*** SOURCE MATERIAL ***

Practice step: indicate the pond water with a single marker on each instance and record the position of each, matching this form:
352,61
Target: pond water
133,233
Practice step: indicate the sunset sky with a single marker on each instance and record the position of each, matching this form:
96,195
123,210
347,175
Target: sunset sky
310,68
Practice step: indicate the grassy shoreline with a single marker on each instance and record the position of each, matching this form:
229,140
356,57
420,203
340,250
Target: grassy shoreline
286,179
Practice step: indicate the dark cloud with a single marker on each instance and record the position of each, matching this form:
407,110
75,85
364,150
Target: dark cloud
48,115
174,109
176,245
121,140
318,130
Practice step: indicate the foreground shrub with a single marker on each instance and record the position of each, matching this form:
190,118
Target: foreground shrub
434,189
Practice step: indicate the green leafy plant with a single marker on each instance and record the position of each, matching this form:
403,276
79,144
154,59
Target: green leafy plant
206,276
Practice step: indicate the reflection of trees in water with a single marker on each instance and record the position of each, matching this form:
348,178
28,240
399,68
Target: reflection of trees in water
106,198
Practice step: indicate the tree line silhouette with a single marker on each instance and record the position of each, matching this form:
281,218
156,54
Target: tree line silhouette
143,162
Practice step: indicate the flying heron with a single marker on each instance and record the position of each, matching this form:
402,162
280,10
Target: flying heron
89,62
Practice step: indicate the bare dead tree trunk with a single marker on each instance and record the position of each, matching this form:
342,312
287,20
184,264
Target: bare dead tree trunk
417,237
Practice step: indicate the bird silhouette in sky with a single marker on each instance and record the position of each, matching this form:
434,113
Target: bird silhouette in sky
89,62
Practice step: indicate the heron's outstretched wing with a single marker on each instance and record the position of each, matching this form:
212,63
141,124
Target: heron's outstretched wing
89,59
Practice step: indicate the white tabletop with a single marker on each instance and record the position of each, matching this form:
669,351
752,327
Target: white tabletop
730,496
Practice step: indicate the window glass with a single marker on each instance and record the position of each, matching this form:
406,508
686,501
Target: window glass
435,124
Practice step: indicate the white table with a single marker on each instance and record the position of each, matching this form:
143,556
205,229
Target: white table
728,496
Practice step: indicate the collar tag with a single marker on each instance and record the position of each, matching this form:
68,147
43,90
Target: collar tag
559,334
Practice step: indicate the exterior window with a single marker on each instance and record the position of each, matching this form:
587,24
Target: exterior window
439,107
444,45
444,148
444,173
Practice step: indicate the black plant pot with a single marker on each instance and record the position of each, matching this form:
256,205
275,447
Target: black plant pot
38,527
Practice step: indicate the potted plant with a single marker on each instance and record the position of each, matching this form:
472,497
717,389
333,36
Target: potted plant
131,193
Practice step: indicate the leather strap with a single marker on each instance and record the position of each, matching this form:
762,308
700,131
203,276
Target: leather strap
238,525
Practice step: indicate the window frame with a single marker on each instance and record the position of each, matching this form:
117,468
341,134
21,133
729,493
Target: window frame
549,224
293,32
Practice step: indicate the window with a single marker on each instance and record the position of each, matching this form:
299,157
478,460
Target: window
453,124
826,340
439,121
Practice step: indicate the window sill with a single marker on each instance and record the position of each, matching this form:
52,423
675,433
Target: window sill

*** End of SOURCE MATERIAL ***

- _ASSIGNED TASK_
Line by line, please reproduce the records exactly.

- _OUTPUT OF THE TASK_
Practice step: indicate the pond water with a single marker on each instance and record the position of each, matching this form:
352,61
Target: pond water
133,233
Practice step: indicate the sunset sky with a single marker on each instance and record the position of each, matching this form:
96,195
123,210
347,175
Target: sunset sky
310,68
Practice step: indicate the grassy shoreline with a single marker on each instance and record the position of each, matching this form:
229,140
356,57
420,203
340,250
Target: grassy shoreline
286,179
Practice step: indicate the dark cloud with a single marker on each instance and record the position of each, matching this form:
407,110
75,85
364,150
Target: dark cloud
48,115
174,109
176,245
121,140
318,130
Practice step: indicate the foreground shrub with a single marker on each instance and record the position of each, matching this form:
190,118
Target: foreground shrub
434,189
Practice step: indicate the green leafy plant with a single marker on each instance and record the position of each, matching this form:
403,276
79,144
154,59
Target: green leafy plant
206,276
Practice step: indicate the reflection of trees in water with a single marker on each instance and record the position of each, matching this form:
348,178
28,240
399,68
Target: reflection of trees in water
106,198
Practice step: indicate the tree line silhouette with a single marker on each instance and record the position of each, matching this form:
281,218
156,54
Target: tree line silhouette
143,162
Practice step: indicate the flying heron with a single marker on each instance and record the position of each, matching this form:
402,162
280,10
Target: flying heron
89,62
Practice step: indicate the bare dead tree trunk with a single marker on each instance and record the position of each, matching this form:
342,312
287,20
184,264
Target: bare dead tree trunk
417,237
Practice step: indicate the bird silhouette in sky with a single marker on each instance and record the position of each, matching this form:
434,113
Target: bird silhouette in sky
89,62
Practice step: indicate the heron's outstretched wing with a single marker on each instance and record the position of each, matching this form:
212,63
141,124
Target: heron's outstretched wing
89,59
Practice step: indicate the white tabletop with a single marker on each instance and record the position of each, matching this form:
669,351
752,327
Target: white tabletop
730,496
Practice step: indicate the window glass with a single marker on each instance and record the position of each, matching this form:
406,508
686,501
Target: window glass
435,124
Practice step: indicate the white table with a single marker on each instance and record the position of each, matching this form:
143,556
205,229
Target: white table
728,496
Practice step: indicate the collar tag with a single marker on each instance and record the position of each, matching this form:
68,147
43,90
Target: collar tag
559,334
Practice step: indicate the exterior window with a single marker on each instance and record the position of each, matching this form:
587,24
Target: exterior window
439,107
444,45
444,148
444,173
Practice step: indicate the black plant pot with a single marker on each instance and record the position of each, matching this form:
256,205
275,447
Target: black plant pot
38,527
Practice step: indicate the potted plant with a single marker on each instance and record the position of each, matching this form:
472,497
717,389
333,36
Target: potted plant
131,193
Practice step: indicate the leather strap with a single marker on each instance and record the position of each, matching this form:
762,308
700,131
203,276
Target: leather strap
238,525
Practice step: indicate the window frame with a single marker on each instance and record the position of each, matching this form:
117,468
341,134
21,133
729,493
Target: window frame
549,224
293,32
Practice step: indicate the window with a single marker on each instance and record the position of each, matching this form:
299,157
478,460
Target: window
453,124
826,340
439,121
Practice step: indicate the window sill with a single marker on each instance and record the position of each, matching this form:
52,423
675,433
Target: window sill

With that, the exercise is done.